BEGIN GIVEN ENTRIES

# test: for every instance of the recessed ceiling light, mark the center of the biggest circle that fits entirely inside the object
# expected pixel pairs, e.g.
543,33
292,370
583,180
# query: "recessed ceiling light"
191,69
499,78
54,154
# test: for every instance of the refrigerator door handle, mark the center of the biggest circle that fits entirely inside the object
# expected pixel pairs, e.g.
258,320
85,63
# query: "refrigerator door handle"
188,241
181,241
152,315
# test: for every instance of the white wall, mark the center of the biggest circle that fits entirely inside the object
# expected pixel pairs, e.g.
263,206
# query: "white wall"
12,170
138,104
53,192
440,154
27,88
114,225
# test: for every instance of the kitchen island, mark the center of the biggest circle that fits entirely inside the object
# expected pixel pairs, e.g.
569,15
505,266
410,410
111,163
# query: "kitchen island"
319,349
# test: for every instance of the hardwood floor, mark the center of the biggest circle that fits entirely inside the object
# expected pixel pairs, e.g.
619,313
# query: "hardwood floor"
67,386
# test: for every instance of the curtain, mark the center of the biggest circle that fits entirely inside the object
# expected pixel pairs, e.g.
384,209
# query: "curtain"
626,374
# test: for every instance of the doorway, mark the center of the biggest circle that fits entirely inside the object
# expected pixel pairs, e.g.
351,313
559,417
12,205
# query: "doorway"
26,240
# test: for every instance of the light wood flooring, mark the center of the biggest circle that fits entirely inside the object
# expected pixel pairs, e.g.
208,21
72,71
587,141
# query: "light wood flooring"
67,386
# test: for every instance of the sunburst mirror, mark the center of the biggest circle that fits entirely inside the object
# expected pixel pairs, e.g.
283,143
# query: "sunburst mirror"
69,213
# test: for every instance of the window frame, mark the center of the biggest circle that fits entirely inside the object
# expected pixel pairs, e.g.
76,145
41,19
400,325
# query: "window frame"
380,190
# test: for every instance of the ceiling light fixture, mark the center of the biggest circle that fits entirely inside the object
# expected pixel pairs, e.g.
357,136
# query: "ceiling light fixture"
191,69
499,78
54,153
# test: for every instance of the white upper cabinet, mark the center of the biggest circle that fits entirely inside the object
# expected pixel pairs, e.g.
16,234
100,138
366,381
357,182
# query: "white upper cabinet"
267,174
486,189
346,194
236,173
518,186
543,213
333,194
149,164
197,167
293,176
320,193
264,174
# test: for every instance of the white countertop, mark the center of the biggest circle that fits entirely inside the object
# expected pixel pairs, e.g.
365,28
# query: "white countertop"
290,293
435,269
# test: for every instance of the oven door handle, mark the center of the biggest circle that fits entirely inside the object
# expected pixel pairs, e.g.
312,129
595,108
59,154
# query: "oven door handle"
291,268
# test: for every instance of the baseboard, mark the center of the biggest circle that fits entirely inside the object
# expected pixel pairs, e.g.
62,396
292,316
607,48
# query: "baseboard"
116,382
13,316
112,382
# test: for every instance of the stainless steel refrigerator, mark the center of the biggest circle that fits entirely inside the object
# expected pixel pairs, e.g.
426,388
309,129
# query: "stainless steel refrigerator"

END GIVEN ENTRIES

Lines from the one containing "# test: for every instance of the doorway, mark" through the final line are to be given again verbatim, with nothing before or after.

# test: for every instance of the doorway, mark the center of the biggest circle that fits entirely inside the object
# expected pixel pairs, e.g.
351,313
559,417
12,205
# query: "doorway"
26,240
# test: for every instance of the light wood flooring, mark the center of the biggest circle that fits entirely inside the object
# expected pixel pairs, e.g.
208,21
72,71
587,141
# query: "light wood flooring"
67,386
# test: for every instance of the sunburst mirror, mark the center of the biggest circle that fits entirely inside the object
# expected pixel pairs, e.g.
283,143
# query: "sunburst mirror"
69,213
# test: for every instance of the window frame, mark the center of the biggest circle that fits entirely inside the object
# expected pixel pairs, e.g.
76,145
41,19
400,325
# query: "window frame"
380,190
# test: for every instance of the ceiling light fixture, mark the center of the biggest circle that fits entirely inside the object
# expected pixel pairs, e.g.
357,136
# query: "ceiling light fixture"
191,69
499,78
54,153
# test: for every instance of the white upper cabinet, mark the center of the biggest circle that fits entirely inside the object
# expected pixel pairs, e.g.
16,234
100,138
366,381
357,182
# query: "white upper cabinet"
267,174
486,189
346,194
236,173
518,186
543,213
333,194
149,164
197,167
293,176
320,193
264,174
# test: for every instance of the white countertop, mark the center of the biggest circle that fits entirely inside the object
# expected pixel pairs, e.g.
365,28
# query: "white countertop"
290,293
435,269
# test: for every instance of the oven door handle, mark the center of the biggest circle that fits entirely inside the object
# expected pixel pairs, e.g.
312,129
595,108
59,154
# query: "oven door handle"
291,268
# test: for every instance of the baseboard, mark the center of the biggest circle that fits entirely inside the object
# expected pixel pairs, e.g.
62,396
292,316
607,48
# query: "baseboard"
116,382
13,316
112,382
# test: for every instance of the stainless steel refrigerator, mark the center of the biggest circle that fits entirely inside the object
# expected pixel pairs, e.g.
426,388
309,129
# query: "stainless steel refrigerator"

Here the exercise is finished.